— WHAT THE EXERCISE ASKS —
Will you write out, word for word, every line from the one with "Annotation task — tag each instance of the hood" to the final line of the data below, with the pictures left out?

— MATERIAL FOR THE TASK —
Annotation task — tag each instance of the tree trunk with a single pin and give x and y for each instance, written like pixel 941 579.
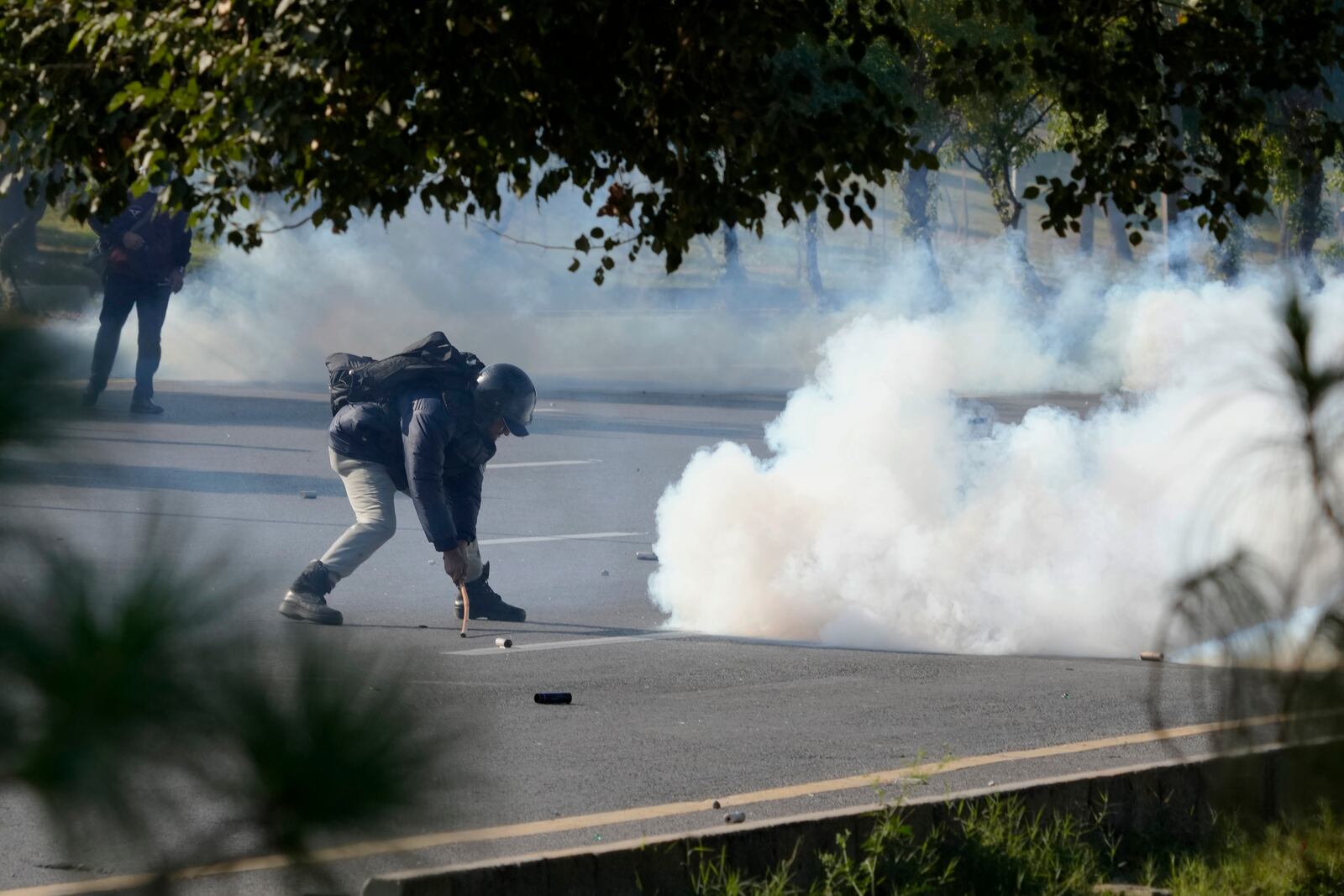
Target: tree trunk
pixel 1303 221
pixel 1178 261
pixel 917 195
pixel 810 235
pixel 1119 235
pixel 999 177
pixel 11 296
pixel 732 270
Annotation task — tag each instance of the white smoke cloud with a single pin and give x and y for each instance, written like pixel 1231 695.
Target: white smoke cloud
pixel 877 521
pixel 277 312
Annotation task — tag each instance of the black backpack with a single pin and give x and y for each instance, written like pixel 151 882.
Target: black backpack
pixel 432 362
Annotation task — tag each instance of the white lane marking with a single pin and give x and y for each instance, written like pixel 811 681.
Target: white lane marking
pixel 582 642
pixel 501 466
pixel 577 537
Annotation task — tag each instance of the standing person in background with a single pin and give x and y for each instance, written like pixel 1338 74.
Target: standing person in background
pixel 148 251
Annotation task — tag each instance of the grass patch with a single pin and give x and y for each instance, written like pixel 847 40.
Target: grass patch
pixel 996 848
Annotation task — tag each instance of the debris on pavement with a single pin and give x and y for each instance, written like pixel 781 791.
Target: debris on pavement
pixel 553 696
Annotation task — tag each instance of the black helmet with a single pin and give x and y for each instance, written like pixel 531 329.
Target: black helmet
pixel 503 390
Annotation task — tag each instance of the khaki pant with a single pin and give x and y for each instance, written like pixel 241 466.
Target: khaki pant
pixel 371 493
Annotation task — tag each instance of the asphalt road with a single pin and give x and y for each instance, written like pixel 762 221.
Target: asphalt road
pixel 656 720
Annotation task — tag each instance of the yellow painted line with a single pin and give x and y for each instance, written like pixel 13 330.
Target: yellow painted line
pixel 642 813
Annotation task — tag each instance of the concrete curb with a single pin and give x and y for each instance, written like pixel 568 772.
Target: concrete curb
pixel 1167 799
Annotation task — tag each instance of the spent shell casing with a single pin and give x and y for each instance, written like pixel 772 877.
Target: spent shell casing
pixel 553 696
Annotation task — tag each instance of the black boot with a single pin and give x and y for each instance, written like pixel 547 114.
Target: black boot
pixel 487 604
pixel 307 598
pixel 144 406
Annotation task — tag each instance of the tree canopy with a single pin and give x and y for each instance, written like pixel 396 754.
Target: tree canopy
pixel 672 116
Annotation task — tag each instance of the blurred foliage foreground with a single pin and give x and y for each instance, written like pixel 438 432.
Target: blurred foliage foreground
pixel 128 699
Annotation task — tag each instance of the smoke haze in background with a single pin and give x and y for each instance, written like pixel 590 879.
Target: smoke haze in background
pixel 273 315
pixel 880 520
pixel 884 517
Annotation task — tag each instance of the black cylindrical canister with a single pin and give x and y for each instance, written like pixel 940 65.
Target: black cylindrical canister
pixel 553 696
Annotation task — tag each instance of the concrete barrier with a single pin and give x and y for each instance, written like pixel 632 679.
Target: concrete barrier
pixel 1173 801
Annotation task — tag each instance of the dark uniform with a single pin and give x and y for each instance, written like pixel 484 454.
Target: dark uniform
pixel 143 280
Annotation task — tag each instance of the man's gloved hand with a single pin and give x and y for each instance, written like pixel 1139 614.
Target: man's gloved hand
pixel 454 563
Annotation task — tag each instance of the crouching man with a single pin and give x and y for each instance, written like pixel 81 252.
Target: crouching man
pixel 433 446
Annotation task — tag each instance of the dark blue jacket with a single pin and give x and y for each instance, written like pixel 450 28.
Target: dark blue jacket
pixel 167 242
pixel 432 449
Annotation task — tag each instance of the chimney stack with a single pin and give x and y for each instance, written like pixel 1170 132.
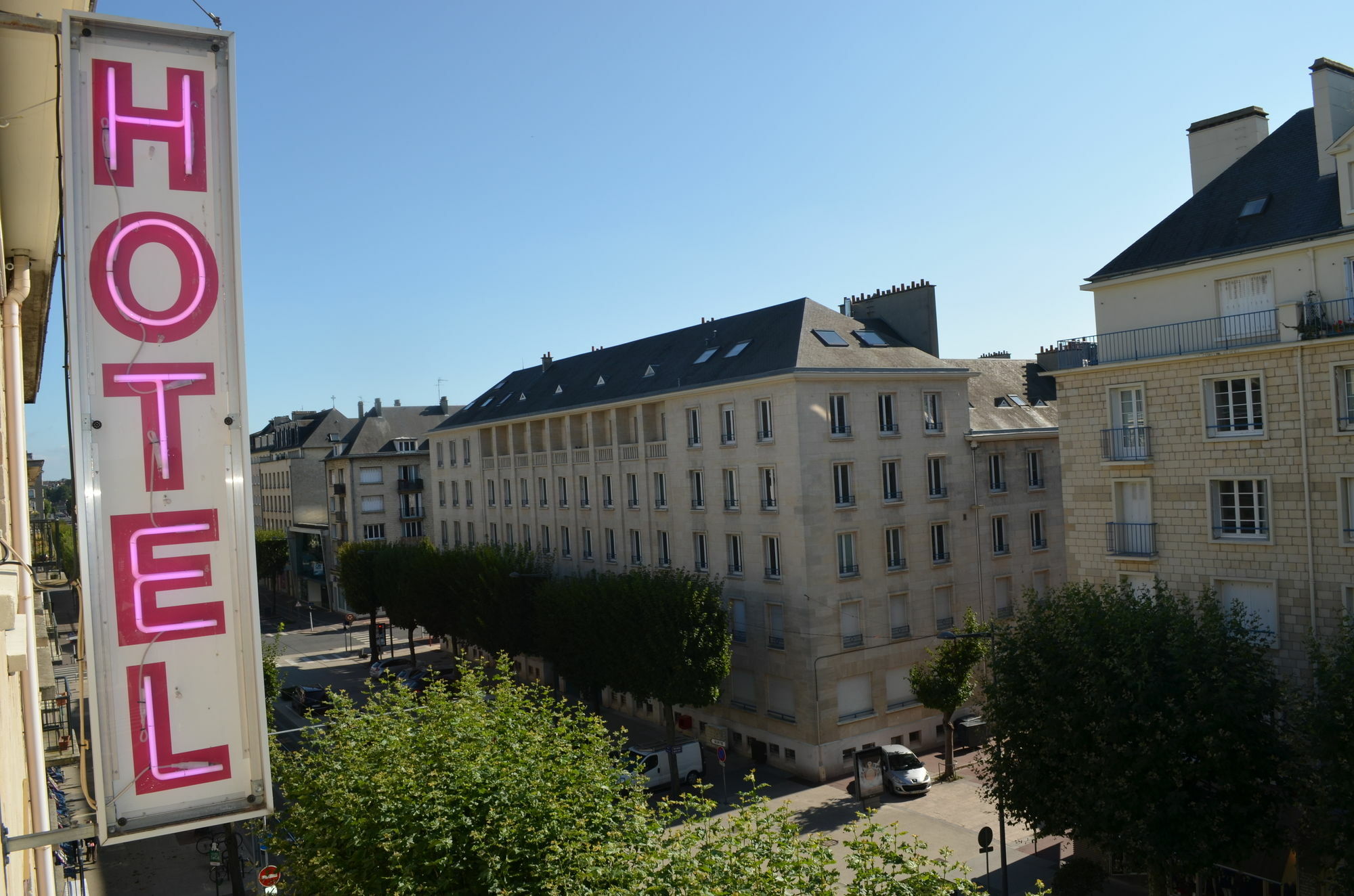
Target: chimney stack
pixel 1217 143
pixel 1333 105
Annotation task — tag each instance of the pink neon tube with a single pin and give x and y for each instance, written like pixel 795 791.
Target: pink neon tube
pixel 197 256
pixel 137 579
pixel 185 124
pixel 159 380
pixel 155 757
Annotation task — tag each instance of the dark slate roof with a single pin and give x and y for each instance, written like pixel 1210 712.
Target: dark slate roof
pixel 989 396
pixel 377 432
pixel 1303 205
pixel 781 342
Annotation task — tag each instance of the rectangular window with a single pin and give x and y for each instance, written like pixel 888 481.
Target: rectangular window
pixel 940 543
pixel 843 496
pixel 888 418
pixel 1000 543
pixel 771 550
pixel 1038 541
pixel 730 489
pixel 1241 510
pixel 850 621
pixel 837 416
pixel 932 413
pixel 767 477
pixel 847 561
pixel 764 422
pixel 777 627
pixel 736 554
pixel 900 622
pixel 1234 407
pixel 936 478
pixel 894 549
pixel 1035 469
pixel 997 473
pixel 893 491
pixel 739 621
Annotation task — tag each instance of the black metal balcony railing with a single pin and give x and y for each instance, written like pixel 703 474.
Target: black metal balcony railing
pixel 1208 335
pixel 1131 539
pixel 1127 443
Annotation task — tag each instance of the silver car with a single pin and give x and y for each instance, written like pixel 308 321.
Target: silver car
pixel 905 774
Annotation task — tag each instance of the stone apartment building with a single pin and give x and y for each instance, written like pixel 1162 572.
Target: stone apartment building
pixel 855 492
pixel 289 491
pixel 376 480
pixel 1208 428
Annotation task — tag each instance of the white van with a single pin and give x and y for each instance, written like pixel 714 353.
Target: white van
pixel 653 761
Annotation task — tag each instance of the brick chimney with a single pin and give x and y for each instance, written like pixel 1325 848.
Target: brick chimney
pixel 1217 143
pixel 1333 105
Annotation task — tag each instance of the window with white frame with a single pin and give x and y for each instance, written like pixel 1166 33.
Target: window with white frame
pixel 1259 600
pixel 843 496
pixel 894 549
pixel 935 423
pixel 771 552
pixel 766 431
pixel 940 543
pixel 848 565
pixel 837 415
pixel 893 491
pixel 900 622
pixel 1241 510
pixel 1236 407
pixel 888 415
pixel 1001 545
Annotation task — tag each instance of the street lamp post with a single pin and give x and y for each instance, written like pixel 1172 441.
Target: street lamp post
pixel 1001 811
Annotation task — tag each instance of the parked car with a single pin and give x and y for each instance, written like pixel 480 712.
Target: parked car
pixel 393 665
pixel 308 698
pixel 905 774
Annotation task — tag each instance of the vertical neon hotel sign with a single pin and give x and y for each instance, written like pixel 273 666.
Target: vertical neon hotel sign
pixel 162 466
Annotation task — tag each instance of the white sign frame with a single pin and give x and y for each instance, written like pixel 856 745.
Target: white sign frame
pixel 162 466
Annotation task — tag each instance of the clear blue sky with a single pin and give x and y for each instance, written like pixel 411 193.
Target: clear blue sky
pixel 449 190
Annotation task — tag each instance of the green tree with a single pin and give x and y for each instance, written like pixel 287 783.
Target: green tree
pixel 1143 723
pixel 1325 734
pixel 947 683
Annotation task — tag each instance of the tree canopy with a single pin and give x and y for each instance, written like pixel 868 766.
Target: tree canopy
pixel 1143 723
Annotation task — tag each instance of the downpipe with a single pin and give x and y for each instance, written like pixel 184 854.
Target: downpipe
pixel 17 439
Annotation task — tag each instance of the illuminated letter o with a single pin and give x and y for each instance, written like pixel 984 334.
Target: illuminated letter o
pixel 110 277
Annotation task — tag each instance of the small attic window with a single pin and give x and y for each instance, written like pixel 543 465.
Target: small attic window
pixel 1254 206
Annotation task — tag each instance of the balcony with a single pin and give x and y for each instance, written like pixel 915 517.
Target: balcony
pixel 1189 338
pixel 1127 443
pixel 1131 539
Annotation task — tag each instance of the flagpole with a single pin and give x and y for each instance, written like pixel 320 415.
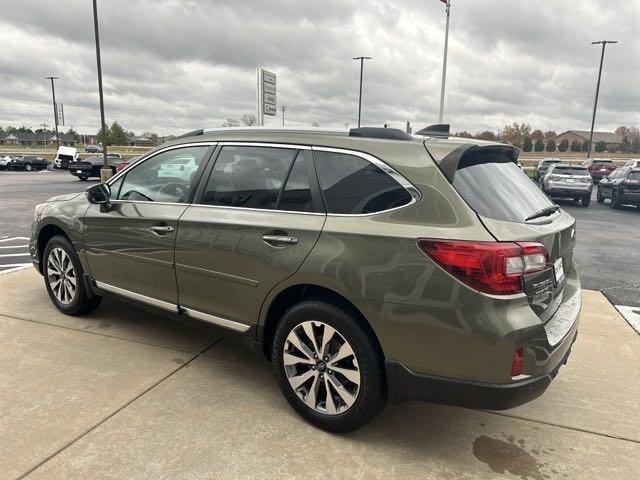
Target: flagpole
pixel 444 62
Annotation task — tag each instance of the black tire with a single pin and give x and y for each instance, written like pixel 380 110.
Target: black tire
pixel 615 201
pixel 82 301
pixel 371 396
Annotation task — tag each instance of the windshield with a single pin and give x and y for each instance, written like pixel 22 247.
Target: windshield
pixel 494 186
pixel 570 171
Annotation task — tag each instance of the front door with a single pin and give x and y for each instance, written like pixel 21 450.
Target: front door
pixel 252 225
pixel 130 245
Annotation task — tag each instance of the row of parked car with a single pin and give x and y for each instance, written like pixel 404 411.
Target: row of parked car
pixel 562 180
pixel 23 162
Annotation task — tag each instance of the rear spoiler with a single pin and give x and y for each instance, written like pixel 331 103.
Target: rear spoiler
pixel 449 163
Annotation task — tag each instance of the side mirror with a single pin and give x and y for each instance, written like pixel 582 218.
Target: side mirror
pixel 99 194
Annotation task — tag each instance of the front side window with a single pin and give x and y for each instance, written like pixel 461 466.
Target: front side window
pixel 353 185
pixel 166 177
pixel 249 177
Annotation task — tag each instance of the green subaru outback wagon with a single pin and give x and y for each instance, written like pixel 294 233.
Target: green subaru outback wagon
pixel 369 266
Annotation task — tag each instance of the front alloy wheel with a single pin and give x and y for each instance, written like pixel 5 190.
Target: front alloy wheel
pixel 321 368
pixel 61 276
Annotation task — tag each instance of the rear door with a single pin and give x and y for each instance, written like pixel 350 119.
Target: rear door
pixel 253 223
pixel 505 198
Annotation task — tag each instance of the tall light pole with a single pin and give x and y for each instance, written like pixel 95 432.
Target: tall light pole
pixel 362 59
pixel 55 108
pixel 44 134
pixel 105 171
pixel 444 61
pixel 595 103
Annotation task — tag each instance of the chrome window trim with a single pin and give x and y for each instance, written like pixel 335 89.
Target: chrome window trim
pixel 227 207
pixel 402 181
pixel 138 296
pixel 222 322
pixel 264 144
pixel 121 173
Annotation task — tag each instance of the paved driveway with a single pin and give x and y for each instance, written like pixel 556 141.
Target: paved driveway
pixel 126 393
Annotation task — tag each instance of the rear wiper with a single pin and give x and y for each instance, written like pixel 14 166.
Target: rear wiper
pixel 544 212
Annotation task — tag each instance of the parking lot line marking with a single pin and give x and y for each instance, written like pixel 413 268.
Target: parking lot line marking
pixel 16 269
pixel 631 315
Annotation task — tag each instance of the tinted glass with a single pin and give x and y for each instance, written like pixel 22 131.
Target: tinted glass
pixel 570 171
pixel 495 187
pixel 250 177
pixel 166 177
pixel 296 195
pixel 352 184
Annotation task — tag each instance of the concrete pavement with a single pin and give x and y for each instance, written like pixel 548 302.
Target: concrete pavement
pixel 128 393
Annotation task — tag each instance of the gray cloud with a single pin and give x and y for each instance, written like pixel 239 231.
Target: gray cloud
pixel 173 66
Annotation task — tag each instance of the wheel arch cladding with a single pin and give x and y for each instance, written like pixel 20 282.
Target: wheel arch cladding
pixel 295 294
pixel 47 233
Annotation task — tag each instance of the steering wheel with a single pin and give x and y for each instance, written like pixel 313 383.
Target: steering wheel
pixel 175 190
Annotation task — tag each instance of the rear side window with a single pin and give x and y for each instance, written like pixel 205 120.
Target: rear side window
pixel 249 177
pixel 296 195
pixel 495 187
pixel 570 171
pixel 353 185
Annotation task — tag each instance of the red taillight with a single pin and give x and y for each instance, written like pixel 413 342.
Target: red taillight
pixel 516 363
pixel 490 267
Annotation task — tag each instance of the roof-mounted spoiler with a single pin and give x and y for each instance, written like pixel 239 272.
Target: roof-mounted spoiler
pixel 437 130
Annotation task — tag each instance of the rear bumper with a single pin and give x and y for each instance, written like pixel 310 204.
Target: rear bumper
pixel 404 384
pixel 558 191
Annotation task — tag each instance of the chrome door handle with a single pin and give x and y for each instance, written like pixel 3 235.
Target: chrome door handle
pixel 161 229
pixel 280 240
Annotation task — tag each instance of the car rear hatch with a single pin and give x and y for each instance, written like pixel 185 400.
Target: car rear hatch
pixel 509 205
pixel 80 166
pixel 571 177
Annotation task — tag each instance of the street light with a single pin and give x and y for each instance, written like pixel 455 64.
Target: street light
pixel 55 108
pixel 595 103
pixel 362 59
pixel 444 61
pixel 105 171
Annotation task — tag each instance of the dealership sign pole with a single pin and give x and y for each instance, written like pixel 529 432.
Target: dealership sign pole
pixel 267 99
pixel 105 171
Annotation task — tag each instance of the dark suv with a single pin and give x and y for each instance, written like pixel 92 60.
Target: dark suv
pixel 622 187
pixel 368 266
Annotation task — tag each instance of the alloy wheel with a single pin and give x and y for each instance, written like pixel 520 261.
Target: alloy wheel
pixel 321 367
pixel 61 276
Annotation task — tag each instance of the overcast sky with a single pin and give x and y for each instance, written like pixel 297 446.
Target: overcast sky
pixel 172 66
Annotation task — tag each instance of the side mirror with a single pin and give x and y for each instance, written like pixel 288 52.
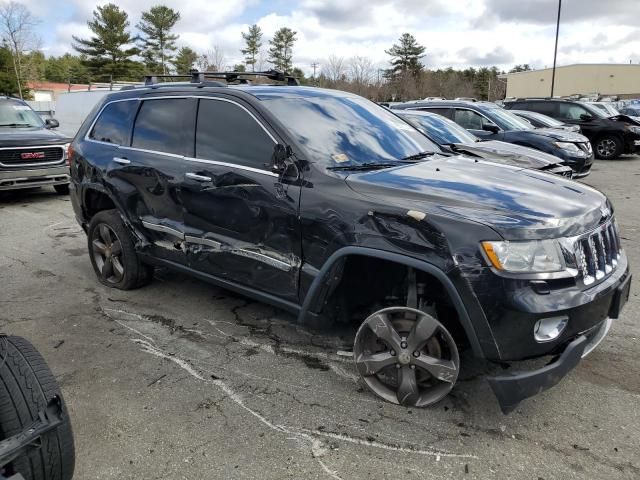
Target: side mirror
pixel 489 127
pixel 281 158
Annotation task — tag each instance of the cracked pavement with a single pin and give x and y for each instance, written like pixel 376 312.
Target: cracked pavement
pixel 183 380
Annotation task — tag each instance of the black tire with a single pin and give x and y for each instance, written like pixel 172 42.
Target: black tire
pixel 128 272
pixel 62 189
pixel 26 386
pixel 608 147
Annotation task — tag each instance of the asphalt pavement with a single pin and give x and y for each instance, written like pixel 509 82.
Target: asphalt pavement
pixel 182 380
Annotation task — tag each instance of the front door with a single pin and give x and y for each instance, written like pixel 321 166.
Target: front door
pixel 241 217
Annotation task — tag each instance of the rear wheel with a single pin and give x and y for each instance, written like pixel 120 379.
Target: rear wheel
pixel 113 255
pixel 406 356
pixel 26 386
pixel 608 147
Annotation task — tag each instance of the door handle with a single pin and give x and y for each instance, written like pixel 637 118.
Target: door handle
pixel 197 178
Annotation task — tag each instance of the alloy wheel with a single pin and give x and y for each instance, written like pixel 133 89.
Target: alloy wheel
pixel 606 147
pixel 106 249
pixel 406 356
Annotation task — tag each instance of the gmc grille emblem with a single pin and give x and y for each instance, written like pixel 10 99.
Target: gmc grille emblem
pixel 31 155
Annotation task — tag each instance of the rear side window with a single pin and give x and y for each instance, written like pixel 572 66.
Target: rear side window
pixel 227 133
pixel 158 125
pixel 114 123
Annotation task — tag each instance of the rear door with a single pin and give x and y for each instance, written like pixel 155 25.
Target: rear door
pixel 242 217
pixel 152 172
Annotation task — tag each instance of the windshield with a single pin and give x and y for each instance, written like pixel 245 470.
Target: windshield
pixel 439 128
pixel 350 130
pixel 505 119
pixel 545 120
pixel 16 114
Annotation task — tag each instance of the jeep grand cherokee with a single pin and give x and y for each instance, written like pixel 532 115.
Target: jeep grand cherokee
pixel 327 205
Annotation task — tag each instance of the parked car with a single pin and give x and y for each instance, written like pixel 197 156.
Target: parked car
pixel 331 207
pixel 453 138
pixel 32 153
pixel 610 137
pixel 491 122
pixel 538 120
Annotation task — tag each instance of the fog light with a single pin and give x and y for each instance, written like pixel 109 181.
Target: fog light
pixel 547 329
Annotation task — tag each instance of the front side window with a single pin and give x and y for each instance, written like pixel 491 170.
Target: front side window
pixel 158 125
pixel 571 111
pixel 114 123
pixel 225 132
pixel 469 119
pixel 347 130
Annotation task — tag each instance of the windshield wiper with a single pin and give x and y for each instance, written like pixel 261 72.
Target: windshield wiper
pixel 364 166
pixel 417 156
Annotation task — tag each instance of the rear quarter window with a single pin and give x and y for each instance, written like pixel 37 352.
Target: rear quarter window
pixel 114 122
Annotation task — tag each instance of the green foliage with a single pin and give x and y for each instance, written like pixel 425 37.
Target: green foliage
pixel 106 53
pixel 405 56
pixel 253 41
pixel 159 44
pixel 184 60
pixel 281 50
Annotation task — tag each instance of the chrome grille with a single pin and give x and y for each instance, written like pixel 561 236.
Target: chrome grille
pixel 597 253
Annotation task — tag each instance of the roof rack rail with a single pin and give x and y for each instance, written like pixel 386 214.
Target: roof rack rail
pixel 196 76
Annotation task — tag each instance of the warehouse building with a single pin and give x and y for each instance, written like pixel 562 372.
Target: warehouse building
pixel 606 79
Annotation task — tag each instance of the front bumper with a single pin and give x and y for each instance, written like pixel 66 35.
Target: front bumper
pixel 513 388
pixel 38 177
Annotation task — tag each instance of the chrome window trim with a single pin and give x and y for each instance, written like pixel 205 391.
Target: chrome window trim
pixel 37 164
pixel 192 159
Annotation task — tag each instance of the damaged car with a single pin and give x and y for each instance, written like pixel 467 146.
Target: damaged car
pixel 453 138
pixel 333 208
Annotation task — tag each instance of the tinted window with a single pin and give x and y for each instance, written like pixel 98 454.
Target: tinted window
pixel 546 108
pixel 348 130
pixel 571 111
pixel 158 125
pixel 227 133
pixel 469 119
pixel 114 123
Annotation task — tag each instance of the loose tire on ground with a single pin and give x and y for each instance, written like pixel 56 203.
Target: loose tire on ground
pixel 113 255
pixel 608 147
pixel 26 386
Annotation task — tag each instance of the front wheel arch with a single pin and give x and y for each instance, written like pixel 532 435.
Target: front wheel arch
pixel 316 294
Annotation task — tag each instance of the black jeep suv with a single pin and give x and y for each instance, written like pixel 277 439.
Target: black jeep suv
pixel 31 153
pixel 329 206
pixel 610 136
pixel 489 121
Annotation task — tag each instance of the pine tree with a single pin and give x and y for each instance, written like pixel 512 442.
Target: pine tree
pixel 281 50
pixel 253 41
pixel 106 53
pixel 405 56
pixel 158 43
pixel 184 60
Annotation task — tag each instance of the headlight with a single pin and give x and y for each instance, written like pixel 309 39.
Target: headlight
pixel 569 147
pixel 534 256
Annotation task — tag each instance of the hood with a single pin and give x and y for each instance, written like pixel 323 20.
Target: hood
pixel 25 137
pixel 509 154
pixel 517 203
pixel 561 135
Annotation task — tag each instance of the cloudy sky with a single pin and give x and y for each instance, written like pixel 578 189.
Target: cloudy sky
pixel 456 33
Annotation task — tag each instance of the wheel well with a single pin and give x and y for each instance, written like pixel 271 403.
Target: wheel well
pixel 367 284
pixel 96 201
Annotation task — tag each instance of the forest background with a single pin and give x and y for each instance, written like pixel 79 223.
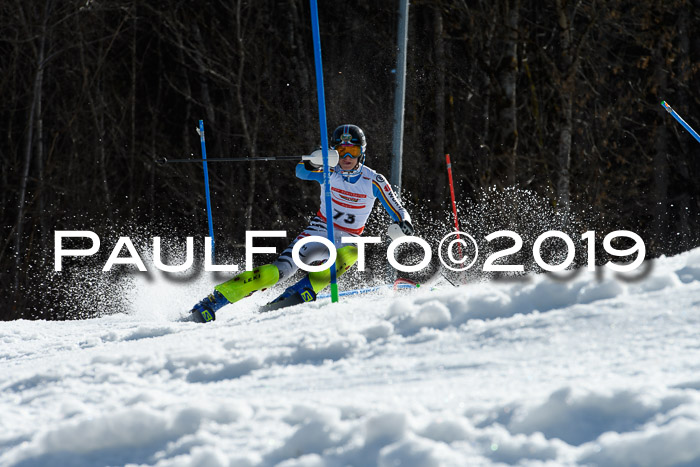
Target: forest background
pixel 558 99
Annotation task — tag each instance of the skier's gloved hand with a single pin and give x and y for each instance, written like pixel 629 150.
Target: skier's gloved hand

— THE COMPLETED TASK —
Annotation task — tag each instance of the hood with a single pin and give x and y for each instance, written like pixel 323 20.
Target: hood
pixel 25 137
pixel 509 154
pixel 517 203
pixel 561 135
Annotation task — tag each instance of the cloudy sky with a single pin and give x and y for each instance, written like pixel 578 189.
Target: cloudy sky
pixel 456 33
Annotation task — tag each instance of the wheel well with a single pin and give x and y for each instance, written like pixel 271 403.
Target: wheel well
pixel 367 284
pixel 96 201
Annotation task — tag each instance of the forest background with a single pin and give x and y for each instance, written like pixel 79 223.
Target: forest background
pixel 558 99
Annotation task — tag each instance of the skier's gloved hand with a single pin and give x and y for each instance, written like pixel 629 150.
Target: skier's gloved hand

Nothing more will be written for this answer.